• Exercise task:
Beginning at the line containing "If you could drop a marker on the blonde" and continuing to the end of the records below, give each line again exactly as it stands, and only those lines.

• Material for this exercise:
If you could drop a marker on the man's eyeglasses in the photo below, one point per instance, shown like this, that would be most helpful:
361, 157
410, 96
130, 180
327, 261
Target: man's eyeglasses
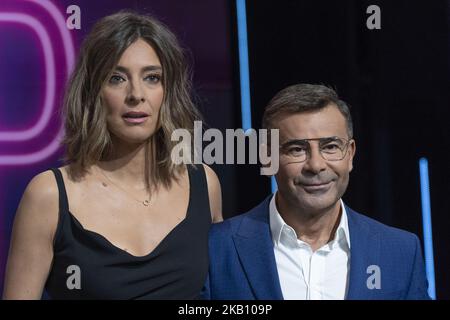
331, 149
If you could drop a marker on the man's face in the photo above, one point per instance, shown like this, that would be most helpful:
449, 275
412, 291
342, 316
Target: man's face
316, 184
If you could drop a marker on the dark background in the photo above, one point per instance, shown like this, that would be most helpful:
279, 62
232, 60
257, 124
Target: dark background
397, 82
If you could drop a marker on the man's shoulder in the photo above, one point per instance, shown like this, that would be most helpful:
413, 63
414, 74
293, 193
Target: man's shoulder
388, 233
231, 226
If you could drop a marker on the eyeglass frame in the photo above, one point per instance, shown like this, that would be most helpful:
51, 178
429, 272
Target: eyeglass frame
308, 151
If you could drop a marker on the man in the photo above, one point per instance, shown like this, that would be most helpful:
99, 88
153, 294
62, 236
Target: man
303, 242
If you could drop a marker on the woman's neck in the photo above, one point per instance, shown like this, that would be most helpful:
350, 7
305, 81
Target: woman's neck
127, 164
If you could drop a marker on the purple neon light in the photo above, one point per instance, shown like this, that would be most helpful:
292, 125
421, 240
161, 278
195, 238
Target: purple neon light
52, 147
49, 59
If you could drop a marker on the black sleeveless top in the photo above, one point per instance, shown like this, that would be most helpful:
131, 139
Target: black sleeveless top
87, 266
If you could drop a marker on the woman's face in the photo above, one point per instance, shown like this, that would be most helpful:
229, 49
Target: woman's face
133, 94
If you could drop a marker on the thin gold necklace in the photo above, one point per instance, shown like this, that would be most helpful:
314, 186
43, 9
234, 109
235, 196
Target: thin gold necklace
145, 202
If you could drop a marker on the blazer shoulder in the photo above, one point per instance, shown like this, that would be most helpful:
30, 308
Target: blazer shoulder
387, 232
226, 227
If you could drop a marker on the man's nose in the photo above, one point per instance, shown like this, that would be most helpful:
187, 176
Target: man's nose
315, 163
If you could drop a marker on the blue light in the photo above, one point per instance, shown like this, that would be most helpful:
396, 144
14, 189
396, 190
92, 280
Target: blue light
427, 228
243, 65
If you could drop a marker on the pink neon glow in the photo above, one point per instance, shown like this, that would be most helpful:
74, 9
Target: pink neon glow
50, 75
34, 157
54, 145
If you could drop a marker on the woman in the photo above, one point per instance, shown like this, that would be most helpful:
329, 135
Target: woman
120, 220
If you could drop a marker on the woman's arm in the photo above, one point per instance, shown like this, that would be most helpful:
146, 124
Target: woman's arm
31, 249
215, 194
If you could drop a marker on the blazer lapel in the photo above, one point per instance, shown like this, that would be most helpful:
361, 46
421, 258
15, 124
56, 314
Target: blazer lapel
254, 245
364, 252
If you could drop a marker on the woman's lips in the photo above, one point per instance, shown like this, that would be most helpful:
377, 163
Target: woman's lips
135, 120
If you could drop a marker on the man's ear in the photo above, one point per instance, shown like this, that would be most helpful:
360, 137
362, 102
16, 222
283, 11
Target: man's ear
351, 152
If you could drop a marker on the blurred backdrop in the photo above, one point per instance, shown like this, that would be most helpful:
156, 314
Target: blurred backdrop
396, 80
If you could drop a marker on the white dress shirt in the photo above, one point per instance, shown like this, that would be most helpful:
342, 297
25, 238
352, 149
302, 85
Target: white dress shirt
308, 275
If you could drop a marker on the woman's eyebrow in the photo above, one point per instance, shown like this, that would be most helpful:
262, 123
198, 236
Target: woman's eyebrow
125, 70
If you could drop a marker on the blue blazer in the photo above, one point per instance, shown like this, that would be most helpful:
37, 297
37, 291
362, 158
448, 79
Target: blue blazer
242, 261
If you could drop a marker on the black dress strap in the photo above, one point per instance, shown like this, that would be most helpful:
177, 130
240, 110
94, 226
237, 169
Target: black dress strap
199, 190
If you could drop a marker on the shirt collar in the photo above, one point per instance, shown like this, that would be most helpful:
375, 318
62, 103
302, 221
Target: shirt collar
277, 225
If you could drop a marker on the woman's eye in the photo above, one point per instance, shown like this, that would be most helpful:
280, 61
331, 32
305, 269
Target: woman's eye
153, 78
116, 79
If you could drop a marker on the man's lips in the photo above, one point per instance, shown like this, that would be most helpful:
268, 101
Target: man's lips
315, 186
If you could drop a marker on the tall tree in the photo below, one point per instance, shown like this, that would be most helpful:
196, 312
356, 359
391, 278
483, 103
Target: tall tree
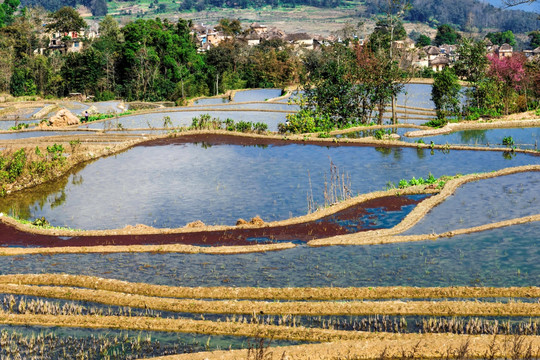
66, 19
7, 9
98, 7
445, 93
499, 38
534, 39
446, 34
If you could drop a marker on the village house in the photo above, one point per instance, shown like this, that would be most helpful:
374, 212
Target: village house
300, 40
258, 28
532, 54
504, 50
71, 41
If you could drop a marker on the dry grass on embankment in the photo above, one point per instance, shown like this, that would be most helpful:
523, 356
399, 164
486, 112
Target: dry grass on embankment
313, 308
319, 293
418, 346
528, 119
370, 237
337, 344
365, 238
421, 210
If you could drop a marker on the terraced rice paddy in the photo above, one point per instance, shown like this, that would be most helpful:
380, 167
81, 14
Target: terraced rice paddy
448, 270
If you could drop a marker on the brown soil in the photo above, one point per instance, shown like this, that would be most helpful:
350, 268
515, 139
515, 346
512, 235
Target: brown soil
321, 228
388, 235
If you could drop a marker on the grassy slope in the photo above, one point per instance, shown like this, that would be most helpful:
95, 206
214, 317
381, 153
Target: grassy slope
300, 19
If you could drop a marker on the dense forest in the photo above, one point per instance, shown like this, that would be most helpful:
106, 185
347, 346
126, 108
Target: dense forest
98, 7
156, 60
466, 15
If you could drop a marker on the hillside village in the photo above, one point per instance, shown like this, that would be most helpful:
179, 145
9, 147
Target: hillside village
433, 57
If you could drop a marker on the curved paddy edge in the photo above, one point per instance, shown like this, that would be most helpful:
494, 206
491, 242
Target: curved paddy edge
387, 235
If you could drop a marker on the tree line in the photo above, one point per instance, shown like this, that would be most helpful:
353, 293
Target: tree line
151, 60
466, 15
344, 83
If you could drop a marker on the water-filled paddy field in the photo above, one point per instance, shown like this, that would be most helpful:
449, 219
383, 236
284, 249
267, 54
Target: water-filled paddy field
523, 138
175, 181
501, 257
172, 184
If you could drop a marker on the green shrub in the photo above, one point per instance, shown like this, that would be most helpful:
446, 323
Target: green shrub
15, 167
260, 127
55, 151
244, 126
381, 133
437, 122
19, 127
229, 124
508, 141
40, 222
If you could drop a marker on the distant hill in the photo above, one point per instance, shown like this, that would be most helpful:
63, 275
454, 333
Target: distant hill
474, 15
533, 7
466, 15
98, 7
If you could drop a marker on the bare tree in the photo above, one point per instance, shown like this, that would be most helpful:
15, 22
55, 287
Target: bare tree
517, 2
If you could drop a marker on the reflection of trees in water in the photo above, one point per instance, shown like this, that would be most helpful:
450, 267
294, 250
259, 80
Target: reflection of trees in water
24, 204
473, 136
385, 151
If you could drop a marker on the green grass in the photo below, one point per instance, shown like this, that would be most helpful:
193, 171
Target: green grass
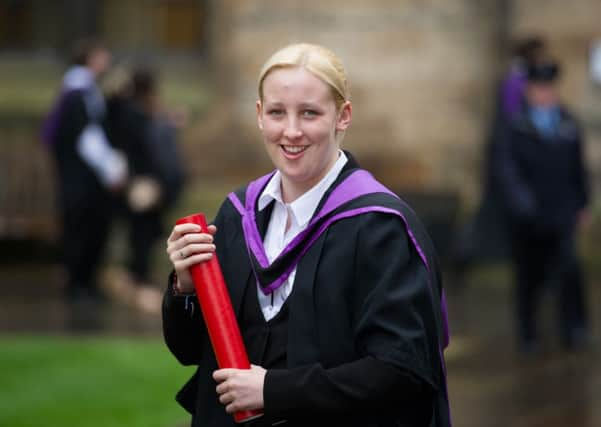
89, 382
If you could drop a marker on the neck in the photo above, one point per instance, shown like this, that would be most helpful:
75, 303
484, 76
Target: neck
292, 190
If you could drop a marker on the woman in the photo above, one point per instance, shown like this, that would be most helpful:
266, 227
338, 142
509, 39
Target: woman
333, 279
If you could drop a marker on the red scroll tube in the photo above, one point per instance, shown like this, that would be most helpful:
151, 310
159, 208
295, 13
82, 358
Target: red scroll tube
219, 315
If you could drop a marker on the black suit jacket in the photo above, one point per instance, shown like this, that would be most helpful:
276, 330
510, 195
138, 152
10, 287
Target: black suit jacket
361, 293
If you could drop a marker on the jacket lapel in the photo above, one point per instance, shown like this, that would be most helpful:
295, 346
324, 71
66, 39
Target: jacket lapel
243, 275
302, 330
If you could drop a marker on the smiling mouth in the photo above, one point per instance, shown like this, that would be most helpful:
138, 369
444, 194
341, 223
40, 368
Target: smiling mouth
294, 149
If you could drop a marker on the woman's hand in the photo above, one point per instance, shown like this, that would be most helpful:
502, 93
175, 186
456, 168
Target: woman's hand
187, 246
240, 389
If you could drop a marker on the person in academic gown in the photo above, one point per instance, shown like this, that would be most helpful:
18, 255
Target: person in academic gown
540, 171
333, 279
89, 169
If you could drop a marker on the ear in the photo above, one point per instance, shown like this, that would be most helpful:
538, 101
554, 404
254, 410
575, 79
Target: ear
259, 114
344, 117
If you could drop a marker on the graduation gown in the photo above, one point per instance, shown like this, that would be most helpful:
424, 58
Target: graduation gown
367, 288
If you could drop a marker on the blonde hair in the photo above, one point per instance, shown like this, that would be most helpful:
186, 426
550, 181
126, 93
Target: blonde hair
318, 60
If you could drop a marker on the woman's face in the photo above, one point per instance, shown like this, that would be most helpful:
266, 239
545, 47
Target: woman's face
299, 121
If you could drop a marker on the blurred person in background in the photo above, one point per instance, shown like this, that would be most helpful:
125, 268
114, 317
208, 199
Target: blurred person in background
540, 173
89, 169
485, 235
148, 136
334, 280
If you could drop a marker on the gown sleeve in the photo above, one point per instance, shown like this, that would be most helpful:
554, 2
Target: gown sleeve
394, 335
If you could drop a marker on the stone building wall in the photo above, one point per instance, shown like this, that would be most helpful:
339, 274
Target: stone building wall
421, 73
570, 28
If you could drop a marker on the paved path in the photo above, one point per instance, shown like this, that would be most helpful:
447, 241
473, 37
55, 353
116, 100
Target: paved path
490, 385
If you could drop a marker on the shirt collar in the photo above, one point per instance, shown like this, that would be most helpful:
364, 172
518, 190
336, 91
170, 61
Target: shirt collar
302, 208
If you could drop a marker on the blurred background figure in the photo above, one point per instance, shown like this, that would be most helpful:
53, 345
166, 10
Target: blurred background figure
148, 136
539, 170
486, 235
89, 169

• In response:
If you could drop a marker on the blonde hair in the photo above, one point per instance, shown like this, that would be most helpful:
186, 426
550, 181
126, 93
Target: blonde hair
318, 60
If you could drop a marker on the woman's face in the photo above, one point per instance, shown like this, that would be most helpful:
266, 239
545, 47
Target: woman's face
299, 121
If you could drop a marker on the blurred person in background in the photo above, one point per instance, shown like this, that would be most helpful:
125, 268
114, 317
208, 199
Target: blurred person in background
540, 173
89, 169
485, 235
148, 136
334, 280
If you could drop a marker on the gown sleeve in the photo above, one point per instance, shown like this, that would be most helpful:
554, 2
Target: gown sleeve
394, 335
If you could drop a marker on the stone building wall in the photo above, one point per instance, shown like this, that would be most helpful:
339, 274
Target: stone building wall
421, 73
570, 28
If you could drop a marker on the paved path in the photo above, one point per instance, shown like this, that would be most helpful:
447, 241
473, 37
55, 353
116, 100
Target: paved path
490, 385
If you could drop a marker on the shirt collar in the photo above, one point per instance, shown like this, that would be most helpful:
364, 172
518, 190
336, 91
170, 61
Target: shirt collar
302, 208
If you could drop a marker on the blurred background figure in the photo above, one point per instance, shown like this, that would be most helpful:
53, 345
166, 10
Target: blurred background figure
148, 136
539, 170
486, 235
89, 169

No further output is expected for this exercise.